▶ [TASK DESCRIPTION] Return every line of the listing below verbatim, keeping the original order.
[BEGIN SUPPLIED ENTRIES]
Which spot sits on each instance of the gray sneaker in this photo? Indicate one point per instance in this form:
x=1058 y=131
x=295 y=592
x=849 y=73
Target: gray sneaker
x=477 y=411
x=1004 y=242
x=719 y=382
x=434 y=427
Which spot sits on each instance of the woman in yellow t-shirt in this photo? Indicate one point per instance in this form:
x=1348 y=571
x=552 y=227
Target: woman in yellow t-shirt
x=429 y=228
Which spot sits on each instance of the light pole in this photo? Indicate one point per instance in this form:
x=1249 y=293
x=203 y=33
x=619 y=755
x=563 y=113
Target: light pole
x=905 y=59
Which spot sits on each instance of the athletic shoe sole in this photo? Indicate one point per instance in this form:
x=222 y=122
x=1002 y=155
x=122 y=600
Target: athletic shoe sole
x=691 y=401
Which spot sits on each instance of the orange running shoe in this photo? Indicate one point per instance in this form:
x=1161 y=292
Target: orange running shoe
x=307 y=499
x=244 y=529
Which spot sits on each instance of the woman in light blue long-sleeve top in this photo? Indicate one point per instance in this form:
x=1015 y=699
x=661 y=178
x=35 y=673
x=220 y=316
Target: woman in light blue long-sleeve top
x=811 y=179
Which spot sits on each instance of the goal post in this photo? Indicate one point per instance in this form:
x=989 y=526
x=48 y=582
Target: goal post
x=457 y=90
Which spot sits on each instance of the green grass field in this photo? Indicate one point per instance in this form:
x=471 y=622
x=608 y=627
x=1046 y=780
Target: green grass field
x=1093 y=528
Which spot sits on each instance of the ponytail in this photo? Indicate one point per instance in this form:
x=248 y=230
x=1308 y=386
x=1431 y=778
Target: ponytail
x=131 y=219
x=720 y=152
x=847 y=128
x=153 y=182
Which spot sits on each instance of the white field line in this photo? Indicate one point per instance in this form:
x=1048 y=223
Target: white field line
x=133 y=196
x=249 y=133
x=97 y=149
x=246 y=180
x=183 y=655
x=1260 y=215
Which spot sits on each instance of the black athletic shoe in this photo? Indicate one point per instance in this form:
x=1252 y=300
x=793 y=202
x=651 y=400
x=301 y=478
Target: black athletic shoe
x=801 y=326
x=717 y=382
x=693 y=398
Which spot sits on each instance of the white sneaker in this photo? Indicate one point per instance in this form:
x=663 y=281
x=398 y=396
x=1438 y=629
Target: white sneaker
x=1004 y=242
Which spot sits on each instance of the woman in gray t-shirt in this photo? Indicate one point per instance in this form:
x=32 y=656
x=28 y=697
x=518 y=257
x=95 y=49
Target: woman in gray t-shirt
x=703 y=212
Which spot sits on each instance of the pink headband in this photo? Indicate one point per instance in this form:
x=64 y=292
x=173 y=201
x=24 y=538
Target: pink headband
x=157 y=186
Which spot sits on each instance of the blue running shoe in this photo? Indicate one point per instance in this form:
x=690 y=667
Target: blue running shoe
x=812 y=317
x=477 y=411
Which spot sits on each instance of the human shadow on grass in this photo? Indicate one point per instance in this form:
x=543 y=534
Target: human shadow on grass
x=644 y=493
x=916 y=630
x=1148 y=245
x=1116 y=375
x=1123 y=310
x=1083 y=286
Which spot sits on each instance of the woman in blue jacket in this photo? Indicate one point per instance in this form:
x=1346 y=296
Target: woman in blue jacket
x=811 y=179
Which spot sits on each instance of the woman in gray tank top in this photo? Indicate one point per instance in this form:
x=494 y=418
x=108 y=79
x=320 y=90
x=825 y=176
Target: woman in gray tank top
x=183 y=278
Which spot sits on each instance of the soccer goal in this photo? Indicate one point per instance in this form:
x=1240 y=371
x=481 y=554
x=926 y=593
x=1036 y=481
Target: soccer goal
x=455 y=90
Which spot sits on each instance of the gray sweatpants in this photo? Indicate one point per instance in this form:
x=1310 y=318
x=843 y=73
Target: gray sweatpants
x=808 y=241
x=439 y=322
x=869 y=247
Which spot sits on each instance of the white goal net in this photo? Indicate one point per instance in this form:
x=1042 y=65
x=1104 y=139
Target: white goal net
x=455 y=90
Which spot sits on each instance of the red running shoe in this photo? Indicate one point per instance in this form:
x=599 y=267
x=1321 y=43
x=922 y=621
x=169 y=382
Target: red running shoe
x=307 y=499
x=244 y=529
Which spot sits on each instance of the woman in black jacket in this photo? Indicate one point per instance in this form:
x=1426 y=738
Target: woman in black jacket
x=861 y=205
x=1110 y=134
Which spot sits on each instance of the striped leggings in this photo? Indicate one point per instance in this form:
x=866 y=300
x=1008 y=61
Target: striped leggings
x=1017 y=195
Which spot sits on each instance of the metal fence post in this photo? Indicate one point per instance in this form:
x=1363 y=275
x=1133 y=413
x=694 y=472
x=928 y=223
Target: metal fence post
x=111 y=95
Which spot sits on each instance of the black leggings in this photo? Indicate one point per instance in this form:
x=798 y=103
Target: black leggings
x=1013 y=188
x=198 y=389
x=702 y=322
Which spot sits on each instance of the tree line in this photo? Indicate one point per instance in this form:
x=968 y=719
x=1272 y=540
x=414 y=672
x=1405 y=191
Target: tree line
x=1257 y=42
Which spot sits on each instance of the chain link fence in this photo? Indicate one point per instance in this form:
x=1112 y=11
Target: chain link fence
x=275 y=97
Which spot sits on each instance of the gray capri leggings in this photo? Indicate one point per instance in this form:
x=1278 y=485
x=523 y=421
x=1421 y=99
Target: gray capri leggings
[END SUPPLIED ENTRIES]
▶ [RESPONSE]
Which spot sits on each instance of the gray sneaker in this photo? Indicate one point per instance in this form:
x=1058 y=131
x=295 y=592
x=849 y=73
Target: gray sneaker
x=477 y=411
x=1004 y=242
x=719 y=382
x=434 y=427
Which spot sits on each instance of the woman in yellow t-shirt in this photo? Indicate one point per instance in this form:
x=1348 y=571
x=552 y=227
Target: woman in yellow t-shirt
x=429 y=228
Which spot sits on each instance of the light pole in this photo? Indicate one point per instance in this form:
x=1249 y=293
x=203 y=33
x=619 y=755
x=563 y=113
Target: light pole
x=905 y=59
Which spot sits on each instance of the athletic shoe sole in this photo? Indicate one point per instance in this form:
x=222 y=122
x=1002 y=155
x=122 y=600
Target: athletic shoe sole
x=691 y=401
Which spot sits on each instance of the orange running shoe in this photo? Indicate one point per instance in this form:
x=1161 y=292
Target: orange running shoe
x=307 y=499
x=244 y=529
Which spot sits on each instance of the woman in light blue long-sleeve top in this photo? Indicate one point per instance in this form:
x=1015 y=699
x=661 y=178
x=35 y=673
x=220 y=316
Target: woman in light blue long-sleeve top
x=811 y=179
Which spot sits on each instance of the goal post in this photo? Indicate one point per instance in this form:
x=989 y=526
x=48 y=582
Target: goal post
x=457 y=90
Which spot sits on each instance of the green grass field in this photo? Indicate one point per instance in this form:
x=471 y=622
x=608 y=627
x=1046 y=780
Target: green grass field
x=1093 y=528
Which spot sits on each instance of the ponytail in this photo? Indicate one point per instance in this form:
x=248 y=230
x=1308 y=386
x=1431 y=778
Target: ponytail
x=131 y=219
x=720 y=152
x=847 y=128
x=153 y=182
Which spot sits on each instance of the white field line in this photo? Indicate one point per instance in this form:
x=1048 y=223
Target: white field line
x=133 y=196
x=249 y=133
x=97 y=149
x=246 y=180
x=183 y=655
x=1260 y=215
Which spot sits on each instance of the black athletic shoe in this photo? Indicate one point per instance in this form:
x=1252 y=300
x=793 y=202
x=651 y=400
x=301 y=478
Target: black athletic shoe
x=801 y=326
x=717 y=382
x=693 y=398
Which spot sits on each instance of the white sneaker in this photo? Indicate one point per instance in this form:
x=663 y=281
x=398 y=396
x=1438 y=629
Target: white sneaker
x=1004 y=242
Which spot sits on each instance of the woman in gray t-shirt in this photo? Indicate one point per instance in this form:
x=32 y=656
x=28 y=697
x=518 y=257
x=95 y=49
Target: woman in gray t-shirt
x=703 y=212
Which spot sits on each instance of the pink headband in this photo? Indicate one point per instance in this form:
x=64 y=292
x=173 y=201
x=24 y=538
Target: pink headband
x=157 y=186
Which spot sits on each instance of the blue running shoe in this photo? Indicate one point per instance in this form:
x=690 y=667
Target: blue running shoe
x=812 y=317
x=477 y=411
Which spot sits on each instance of the human shadow on grass in this photo? Indicate one point per instance in this form:
x=543 y=534
Target: human shadow on grass
x=644 y=493
x=916 y=630
x=1148 y=245
x=1116 y=375
x=1123 y=310
x=1083 y=286
Which spot sits on each instance of the woman in blue jacket in this photo? Indicate one point per instance in this form:
x=1346 y=296
Target: woman in blue jacket
x=811 y=179
Which spot sits on each instance of the woman in gray tank top in this photo? Indicate one point per instance in this form:
x=494 y=418
x=108 y=79
x=320 y=90
x=825 y=176
Target: woman in gray tank top
x=183 y=278
Which spot sits on each instance of the soccer goal in this photo? Indicate one point per instance in this form:
x=1240 y=371
x=481 y=554
x=926 y=593
x=1036 y=481
Target: soccer goal
x=455 y=90
Which spot sits on each instance of the gray sweatpants in this photo? Indicate one point per instance in this form:
x=1310 y=318
x=843 y=73
Target: gray sweatpants
x=808 y=241
x=439 y=322
x=869 y=247
Which spot sits on each instance of the white goal net in this photo? Indicate one point per instance in this form:
x=1042 y=65
x=1104 y=139
Target: white goal net
x=455 y=90
Which spot sits on each instance of the red running shoe in this photo? Indicate one point per instance in this form:
x=599 y=267
x=1321 y=43
x=922 y=621
x=169 y=382
Target: red running shoe
x=307 y=499
x=244 y=529
Which spot sits on each instance of the woman in black jacket in this photo? Indicate one point per instance in this form:
x=1426 y=738
Target: woman in black jacket
x=861 y=205
x=1110 y=134
Which spot sits on each instance of the striped leggings in this photo? Indicate one point per instance in this form:
x=866 y=300
x=1008 y=61
Target: striped leggings
x=1017 y=195
Which spot sits on each instance of the metal fence post in this photo? Indicate one point per instance in this form:
x=1363 y=275
x=1133 y=413
x=694 y=472
x=928 y=223
Target: metal fence post
x=111 y=95
Which spot sits on each instance of the black leggings in this photo? Indicate one point per instance in this form:
x=798 y=103
Target: black leggings
x=1013 y=188
x=198 y=389
x=702 y=322
Which spot sits on each instance of the tree line in this photo? Indicate one point per instance in this form:
x=968 y=719
x=1272 y=540
x=414 y=672
x=1405 y=191
Target: tree line
x=1257 y=42
Which spot sits on each instance of the chain link fence in this photo? Indicate one point per instance in this form:
x=1112 y=11
Target: chain link fence
x=275 y=97
Which spot sits on each instance of the gray capri leggings in this photo? Indicate one point per instance in this form:
x=1278 y=485
x=523 y=421
x=1421 y=99
Target: gray capri leggings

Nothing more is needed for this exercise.